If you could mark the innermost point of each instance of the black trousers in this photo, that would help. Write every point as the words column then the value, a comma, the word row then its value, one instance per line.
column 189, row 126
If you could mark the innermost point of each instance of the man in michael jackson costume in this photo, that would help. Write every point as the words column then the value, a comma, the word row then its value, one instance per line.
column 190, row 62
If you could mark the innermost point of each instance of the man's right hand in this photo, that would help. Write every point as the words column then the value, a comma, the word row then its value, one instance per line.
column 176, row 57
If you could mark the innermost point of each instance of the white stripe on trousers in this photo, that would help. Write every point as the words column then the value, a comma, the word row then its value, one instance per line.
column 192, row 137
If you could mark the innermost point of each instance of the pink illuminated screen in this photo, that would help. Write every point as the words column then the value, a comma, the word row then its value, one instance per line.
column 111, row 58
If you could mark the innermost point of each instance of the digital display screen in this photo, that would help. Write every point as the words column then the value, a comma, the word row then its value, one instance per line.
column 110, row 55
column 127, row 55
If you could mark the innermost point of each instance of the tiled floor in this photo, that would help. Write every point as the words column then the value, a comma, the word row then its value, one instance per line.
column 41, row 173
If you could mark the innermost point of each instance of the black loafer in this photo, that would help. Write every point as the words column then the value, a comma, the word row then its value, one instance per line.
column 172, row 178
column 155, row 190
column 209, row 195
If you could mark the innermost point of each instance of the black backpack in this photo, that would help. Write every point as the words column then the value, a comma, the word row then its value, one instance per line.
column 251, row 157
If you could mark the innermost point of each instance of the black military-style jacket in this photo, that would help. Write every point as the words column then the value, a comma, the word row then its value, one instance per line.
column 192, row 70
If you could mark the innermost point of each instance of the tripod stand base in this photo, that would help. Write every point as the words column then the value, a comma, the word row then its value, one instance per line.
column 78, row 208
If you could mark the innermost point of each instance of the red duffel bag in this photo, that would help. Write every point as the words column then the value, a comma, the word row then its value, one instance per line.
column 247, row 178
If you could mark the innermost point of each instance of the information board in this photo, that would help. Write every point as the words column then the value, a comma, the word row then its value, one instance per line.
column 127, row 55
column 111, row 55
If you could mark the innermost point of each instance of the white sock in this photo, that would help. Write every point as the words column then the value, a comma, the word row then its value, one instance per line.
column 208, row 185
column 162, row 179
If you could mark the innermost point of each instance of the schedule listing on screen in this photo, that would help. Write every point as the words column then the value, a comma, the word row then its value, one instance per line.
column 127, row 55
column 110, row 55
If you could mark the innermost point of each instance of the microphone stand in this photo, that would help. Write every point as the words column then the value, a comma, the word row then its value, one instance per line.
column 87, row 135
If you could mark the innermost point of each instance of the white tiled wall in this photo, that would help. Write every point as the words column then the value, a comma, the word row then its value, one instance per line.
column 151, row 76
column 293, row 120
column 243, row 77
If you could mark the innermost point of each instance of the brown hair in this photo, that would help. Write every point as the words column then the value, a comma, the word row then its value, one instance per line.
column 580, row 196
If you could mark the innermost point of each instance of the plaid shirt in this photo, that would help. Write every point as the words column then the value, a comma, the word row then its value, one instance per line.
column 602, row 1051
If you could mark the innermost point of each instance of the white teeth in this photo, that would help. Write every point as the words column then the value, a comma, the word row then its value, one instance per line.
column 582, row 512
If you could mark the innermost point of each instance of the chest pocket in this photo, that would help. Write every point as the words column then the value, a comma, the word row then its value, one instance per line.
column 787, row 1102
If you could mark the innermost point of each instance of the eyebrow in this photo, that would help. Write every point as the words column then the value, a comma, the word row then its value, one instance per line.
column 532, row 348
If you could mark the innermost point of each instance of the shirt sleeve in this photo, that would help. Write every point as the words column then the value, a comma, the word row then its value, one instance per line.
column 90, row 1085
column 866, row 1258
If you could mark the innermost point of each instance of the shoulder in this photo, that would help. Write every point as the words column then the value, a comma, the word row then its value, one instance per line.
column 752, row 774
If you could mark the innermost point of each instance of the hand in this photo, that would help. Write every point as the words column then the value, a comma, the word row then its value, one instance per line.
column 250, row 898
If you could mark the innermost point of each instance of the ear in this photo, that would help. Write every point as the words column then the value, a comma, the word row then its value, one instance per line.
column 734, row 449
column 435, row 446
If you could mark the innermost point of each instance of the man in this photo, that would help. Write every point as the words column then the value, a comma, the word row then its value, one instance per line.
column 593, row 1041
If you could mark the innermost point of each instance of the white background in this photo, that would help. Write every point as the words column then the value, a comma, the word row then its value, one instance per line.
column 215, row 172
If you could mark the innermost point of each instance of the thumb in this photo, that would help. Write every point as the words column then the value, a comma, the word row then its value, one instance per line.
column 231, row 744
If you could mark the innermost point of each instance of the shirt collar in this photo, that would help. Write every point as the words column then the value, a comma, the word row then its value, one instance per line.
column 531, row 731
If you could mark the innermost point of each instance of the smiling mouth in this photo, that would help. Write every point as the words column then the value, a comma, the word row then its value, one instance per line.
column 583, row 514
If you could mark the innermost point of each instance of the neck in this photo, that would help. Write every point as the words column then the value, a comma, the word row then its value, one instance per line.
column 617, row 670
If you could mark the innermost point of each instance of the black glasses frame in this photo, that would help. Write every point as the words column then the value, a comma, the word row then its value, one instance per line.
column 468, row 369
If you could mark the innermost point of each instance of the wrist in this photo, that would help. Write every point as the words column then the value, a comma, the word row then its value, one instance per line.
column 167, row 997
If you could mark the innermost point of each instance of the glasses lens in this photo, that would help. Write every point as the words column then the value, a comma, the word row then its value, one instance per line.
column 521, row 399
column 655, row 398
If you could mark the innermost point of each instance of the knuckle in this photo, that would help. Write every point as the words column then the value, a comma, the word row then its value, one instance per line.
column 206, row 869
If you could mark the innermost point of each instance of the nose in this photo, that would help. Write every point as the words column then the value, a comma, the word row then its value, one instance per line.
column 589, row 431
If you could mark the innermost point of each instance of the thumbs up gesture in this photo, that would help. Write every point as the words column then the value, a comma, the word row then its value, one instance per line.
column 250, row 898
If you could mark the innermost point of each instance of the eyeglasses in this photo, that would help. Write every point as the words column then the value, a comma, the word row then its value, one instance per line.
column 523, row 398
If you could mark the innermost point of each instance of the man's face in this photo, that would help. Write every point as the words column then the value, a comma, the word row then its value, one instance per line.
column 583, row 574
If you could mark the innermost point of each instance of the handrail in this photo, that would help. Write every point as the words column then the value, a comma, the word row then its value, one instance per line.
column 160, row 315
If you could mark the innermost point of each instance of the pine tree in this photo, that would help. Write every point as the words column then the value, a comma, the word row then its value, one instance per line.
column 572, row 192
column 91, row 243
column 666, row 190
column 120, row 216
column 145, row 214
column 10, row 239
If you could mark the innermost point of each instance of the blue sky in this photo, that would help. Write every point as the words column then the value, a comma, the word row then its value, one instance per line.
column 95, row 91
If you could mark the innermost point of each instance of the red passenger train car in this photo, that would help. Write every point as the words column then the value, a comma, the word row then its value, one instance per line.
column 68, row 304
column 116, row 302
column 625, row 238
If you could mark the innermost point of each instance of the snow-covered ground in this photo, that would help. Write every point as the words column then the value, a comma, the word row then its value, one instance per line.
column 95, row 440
☆ ☆ ☆ ☆ ☆
→ **Requirements**
Could you arrange the entries above, from the very first line through the line containing "column 192, row 137", as a JSON list of strings with one string per line and blank lines omitted?

→ **Answer in full**
[
  "If you could mark the innermost point of each instance of the black trousers in this photo, that would help. Write every point as the words column then the value, a comma, the word row then its value, one instance per line.",
  "column 189, row 126",
  "If you could mark the innermost point of each instance of the man in michael jackson costume in this photo, that would help. Write every point as the words column then the value, a comma, the word row then its value, one instance per line.",
  "column 190, row 62",
  "If you could mark the innermost point of each instance of the man's right hand in this photo, that would help. Write every point as the words column then the value, a comma, the word row then its value, one instance per line.",
  "column 176, row 57",
  "If you could mark the innermost point of each instance of the white stripe on trousers in this photo, that would help. Write every point as the words column then the value, a comma, the word row then its value, one instance per line.",
  "column 192, row 137"
]